Rows from a pointing dataset:
***
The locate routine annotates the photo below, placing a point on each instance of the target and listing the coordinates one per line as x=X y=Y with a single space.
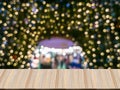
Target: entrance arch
x=47 y=50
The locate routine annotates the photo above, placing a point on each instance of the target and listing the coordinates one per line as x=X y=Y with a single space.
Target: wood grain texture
x=60 y=79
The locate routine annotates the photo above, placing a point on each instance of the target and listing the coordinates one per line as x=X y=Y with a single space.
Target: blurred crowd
x=52 y=60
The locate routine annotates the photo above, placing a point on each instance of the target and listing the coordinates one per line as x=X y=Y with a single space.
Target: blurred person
x=46 y=62
x=60 y=62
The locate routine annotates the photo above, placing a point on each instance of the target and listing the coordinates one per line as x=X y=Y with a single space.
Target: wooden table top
x=60 y=79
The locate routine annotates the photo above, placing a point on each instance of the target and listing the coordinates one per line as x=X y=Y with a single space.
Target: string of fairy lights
x=93 y=24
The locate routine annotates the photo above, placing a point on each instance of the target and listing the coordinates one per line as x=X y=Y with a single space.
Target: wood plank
x=60 y=79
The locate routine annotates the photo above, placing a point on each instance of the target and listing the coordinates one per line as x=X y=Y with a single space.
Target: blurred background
x=59 y=34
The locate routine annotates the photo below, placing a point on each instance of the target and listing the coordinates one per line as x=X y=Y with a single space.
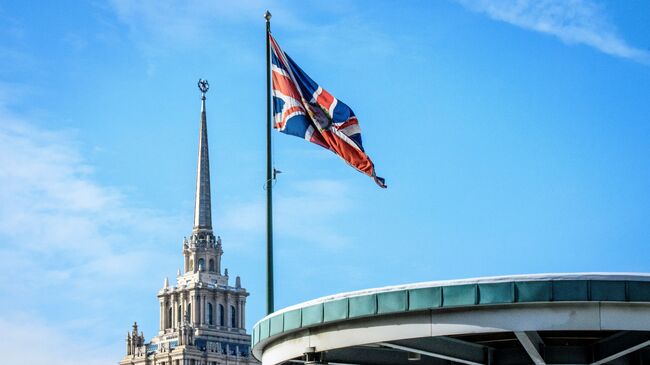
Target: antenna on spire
x=204 y=87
***
• [REQUIREMENT] Copy out the whole listing exactly, and don't carry over any pictures.

• [EXERCISE SOLUTION]
The locate routine annotates the photo below, placing a point on each instance of the target and listing the coordinates one per line as x=X y=Y with a single space.
Target: entrance arch
x=47 y=50
The locate routine annotates the photo above, placing a point on each instance of the target and listing the coordinates one per line as x=X y=Y with a single space.
Target: wood grain texture
x=60 y=79
The locate routine annotates the photo above, placing a point on each instance of the target and listing the coordinates one per line as x=X y=Y with a single space.
Target: blurred crowd
x=52 y=60
The locate routine annotates the photo above, placing a point on each instance of the target and listing the coordinates one per line as x=X y=Y with a single space.
Target: blurred person
x=46 y=62
x=60 y=62
The locate routine annotates the photo above, placing a point on each instance of the target and listing the coordinates one per line as x=X y=Y with a single space.
Target: wooden table top
x=60 y=79
The locate routine annotates the photo above, placing a point on each instance of the target and listing the coordinates one per line as x=X y=Y with a single space.
Target: string of fairy lights
x=93 y=24
The locate routine annotates the photo above, placing a point on each instance of the target and listing the coordinates one per line as x=X y=Y with a single space.
Target: wood plank
x=60 y=79
The locate routine annotates the photo above, placing a point on each instance of the target and listing the coordinates one per line as x=X y=Y with a single space.
Target: blurred background
x=59 y=34
The locate routine annotates the photo below, placing a point on each instance of the target and listing the coordinates one per line as x=X y=Y with a single space.
Target: antenna on spire
x=204 y=87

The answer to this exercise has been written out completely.